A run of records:
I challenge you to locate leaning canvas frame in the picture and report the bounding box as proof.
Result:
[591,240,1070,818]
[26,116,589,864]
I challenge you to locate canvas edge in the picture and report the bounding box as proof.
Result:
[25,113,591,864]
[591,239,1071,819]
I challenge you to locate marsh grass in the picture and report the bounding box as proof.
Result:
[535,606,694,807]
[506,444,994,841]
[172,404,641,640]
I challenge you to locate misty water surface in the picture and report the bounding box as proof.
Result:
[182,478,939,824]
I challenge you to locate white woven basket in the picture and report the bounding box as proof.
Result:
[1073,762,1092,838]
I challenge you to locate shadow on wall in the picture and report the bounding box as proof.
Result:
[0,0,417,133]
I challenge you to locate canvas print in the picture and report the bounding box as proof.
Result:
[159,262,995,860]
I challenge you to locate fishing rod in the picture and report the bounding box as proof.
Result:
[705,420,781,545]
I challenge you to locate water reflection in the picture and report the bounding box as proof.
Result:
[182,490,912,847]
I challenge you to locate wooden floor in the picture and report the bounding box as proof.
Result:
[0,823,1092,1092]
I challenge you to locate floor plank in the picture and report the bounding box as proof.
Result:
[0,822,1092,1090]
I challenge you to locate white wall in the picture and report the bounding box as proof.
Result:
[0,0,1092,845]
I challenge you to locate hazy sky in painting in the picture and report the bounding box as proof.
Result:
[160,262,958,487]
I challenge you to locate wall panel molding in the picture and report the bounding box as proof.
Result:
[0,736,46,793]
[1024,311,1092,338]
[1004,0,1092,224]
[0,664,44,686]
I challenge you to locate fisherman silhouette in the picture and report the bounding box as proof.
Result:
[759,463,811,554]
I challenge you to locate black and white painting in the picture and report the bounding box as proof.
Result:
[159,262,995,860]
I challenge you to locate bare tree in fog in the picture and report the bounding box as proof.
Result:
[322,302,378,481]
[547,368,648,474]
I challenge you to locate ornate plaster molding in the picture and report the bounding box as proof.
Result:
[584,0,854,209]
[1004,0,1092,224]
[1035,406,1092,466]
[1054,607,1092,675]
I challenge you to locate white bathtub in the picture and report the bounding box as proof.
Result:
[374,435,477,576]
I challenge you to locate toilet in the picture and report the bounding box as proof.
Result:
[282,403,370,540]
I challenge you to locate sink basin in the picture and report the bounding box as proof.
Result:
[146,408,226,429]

Exercise task >>
Reproduce all of the records above word for word, line by line and in the same order.

Correct response >>
I challenge you to locate leaning canvas frame in the picture and report the bounding box as proof.
Result:
[591,240,1070,818]
[26,116,589,864]
I challenge you to locate canvas edge in the picture and report the bounding box as proof.
Result:
[25,113,591,864]
[591,239,1071,819]
I challenge you to locate marsh grass in the picture and report the bounding box as proof.
Result:
[535,606,694,807]
[506,444,994,841]
[172,404,641,640]
I challenge you to locate misty water surface in the picture and report the bounding box as proof.
Result:
[182,478,939,824]
I challenge you to locate white woven basket in the picture and report the bounding box as proof.
Result:
[1073,762,1092,838]
I challenge you to locate shadow on wall in the picture and report the bounding box as proof.
Result:
[0,0,417,133]
I challenge you to locate canvas print in the picture and report the bounding box as proof.
Result:
[159,262,995,860]
I challenge you to locate fishing rod in the picture and report the bounding box as proof.
Result:
[705,420,781,545]
I challenge you to locate water reflection in the picture and report the bounding box as proof.
Result:
[182,490,912,847]
I challenge you to locate wooden floor in the picture and report the bounding box as proof.
Result:
[0,823,1092,1092]
I challenge you to locate floor plank in the picture and report the bounding box as proof.
Result:
[0,822,1092,1090]
I challenge you to locate white wall in the picture and report the bounding box as proof.
Result:
[0,0,1092,845]
I challenge you to locate hazy sky in painting in the picture and report the bounding box as proof.
Result:
[160,262,958,487]
I challenge you to locate wall panel molding in the picture and report the bounding box as proof.
Result:
[0,736,46,793]
[1024,311,1092,338]
[1004,0,1092,224]
[0,664,44,686]
I challenge you to locate fisherman silhouette in the picture and report the bounding box as proof.
Result:
[759,463,811,554]
I challenge you to locate black and white painting in the picture and report the bounding box as proof.
Result:
[159,262,995,860]
I challenge you to locate bare tree in fog in the picture and report the bounding box as proof.
Result:
[322,302,378,481]
[547,368,648,474]
I challenge you to locate ornate plaster molding in the picture and report the bounding box as proof.
Result:
[584,0,854,209]
[1004,0,1092,224]
[1035,406,1092,466]
[1054,607,1092,675]
I challenge you to locate white bathtub in the picture and report the bounding box as proof.
Result:
[374,435,477,576]
I challenge you to locate toilet in the picture and report the bounding box as proof.
Result:
[282,403,370,540]
I challenge you to locate sink basin in the picture and report the bounding box as proof.
Result:
[146,408,226,429]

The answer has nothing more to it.